**Work to do:**
Copy every item below, swapping each occurrence of "trial run" for "practice round" and leaving all other text untouched.

**Data rows:**
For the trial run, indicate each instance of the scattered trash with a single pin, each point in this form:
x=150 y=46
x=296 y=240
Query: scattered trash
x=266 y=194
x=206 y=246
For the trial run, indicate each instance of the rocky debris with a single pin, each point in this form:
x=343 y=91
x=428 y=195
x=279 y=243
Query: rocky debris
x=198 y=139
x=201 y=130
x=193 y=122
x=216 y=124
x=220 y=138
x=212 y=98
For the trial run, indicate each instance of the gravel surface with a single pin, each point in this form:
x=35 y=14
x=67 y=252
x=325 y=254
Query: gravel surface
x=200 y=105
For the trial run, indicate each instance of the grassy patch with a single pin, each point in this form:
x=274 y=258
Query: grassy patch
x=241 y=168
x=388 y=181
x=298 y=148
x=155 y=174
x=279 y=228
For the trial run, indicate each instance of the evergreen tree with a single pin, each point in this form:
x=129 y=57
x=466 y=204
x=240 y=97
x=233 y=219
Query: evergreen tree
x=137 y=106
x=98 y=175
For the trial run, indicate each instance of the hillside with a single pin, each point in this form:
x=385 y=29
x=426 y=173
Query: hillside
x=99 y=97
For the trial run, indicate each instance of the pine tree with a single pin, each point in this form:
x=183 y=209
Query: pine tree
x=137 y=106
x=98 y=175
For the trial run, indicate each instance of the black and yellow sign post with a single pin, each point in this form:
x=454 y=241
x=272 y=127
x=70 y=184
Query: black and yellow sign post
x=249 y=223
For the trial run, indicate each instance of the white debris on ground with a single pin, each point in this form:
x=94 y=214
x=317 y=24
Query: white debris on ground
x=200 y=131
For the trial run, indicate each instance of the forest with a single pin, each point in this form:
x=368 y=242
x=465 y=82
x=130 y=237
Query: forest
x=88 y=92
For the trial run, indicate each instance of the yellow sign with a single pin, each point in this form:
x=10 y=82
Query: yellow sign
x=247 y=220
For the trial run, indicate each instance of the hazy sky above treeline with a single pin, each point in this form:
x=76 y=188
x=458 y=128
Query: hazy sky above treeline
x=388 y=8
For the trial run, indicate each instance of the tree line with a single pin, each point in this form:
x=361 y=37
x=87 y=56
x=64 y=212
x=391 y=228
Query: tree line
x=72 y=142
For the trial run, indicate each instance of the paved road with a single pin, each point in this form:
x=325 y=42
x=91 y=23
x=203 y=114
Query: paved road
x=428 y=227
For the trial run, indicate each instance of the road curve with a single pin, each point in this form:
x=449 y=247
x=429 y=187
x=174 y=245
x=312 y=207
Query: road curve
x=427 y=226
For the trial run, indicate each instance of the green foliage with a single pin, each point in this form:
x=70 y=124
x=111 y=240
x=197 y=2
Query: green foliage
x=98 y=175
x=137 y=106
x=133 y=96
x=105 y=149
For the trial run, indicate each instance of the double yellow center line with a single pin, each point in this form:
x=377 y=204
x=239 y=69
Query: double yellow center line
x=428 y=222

**The answer:**
For the practice round, indicate each instance of the scattered trash with a single pin, each point in this form:
x=150 y=46
x=296 y=240
Query: scattered trash
x=266 y=194
x=206 y=246
For the practice round, indicate each instance of the rocky debris with a single pin, each point in this form:
x=343 y=91
x=428 y=195
x=279 y=243
Query: rocky debris
x=198 y=139
x=201 y=130
x=193 y=122
x=216 y=124
x=220 y=138
x=212 y=98
For the practice round, indicate each instance of the gravel surface with a single pin, each point in this form:
x=35 y=14
x=67 y=252
x=325 y=254
Query: gravel surface
x=200 y=105
For the practice round, indicate each instance of the grassy patch with a single pin, each point in this form:
x=274 y=258
Query: grassy patch
x=241 y=168
x=388 y=181
x=298 y=148
x=155 y=174
x=279 y=228
For the practice round, indicate each instance of the evergreen tree with a single pin, each point in this form:
x=129 y=57
x=466 y=204
x=240 y=97
x=233 y=219
Query: evergreen tree
x=137 y=106
x=98 y=175
For the practice round, indicate each instance of the hillside with a single pin, each point in this form:
x=385 y=29
x=426 y=173
Query: hillside
x=99 y=97
For the practice round, indicate each instance of the pine tree with a single pin, each point in this form:
x=183 y=209
Query: pine tree
x=137 y=106
x=98 y=175
For the practice round, indicate each instance of the black and yellow sign post with a single pin, each point in this form:
x=454 y=241
x=272 y=127
x=70 y=184
Query: black and yellow sign post
x=249 y=223
For the practice round, indicate each instance of the white debris on ground with a single pin, each point in this form:
x=94 y=214
x=317 y=24
Query: white debris on ground
x=200 y=131
For the practice round, indicate each instance of the forest with a single pin, each point in this form:
x=368 y=242
x=465 y=82
x=130 y=237
Query: forest
x=88 y=92
For the practice round, indicate each instance of the yellow sign with a single pin, each point in this form:
x=10 y=82
Query: yellow sign
x=247 y=220
For the practice round, indicate each instance of the hazy sky above treeline with a single pin, each point in this form:
x=76 y=188
x=458 y=128
Query: hazy sky above treeline
x=388 y=8
For the practice round, indicate each instance of the tree line with a single pin, each point in this form:
x=361 y=37
x=87 y=56
x=64 y=212
x=391 y=228
Query: tree line
x=72 y=142
For the practice round, indicate each instance of the paved road with a single pin, each point in this form:
x=325 y=42
x=91 y=23
x=203 y=114
Query: paved road
x=428 y=227
For the practice round, indicate each instance of the road curve with a single pin, each point in this form:
x=449 y=247
x=429 y=187
x=174 y=245
x=312 y=207
Query: road curve
x=427 y=226
For the practice round, indicate each instance of the green foliage with a single pin, each point in this form:
x=70 y=124
x=111 y=240
x=197 y=2
Query: green foliage
x=98 y=175
x=137 y=106
x=133 y=96
x=105 y=149
For the practice round, indicate each instance of the double yellow center line with a single pin, each point in this form:
x=377 y=204
x=239 y=69
Query: double yellow center line
x=428 y=222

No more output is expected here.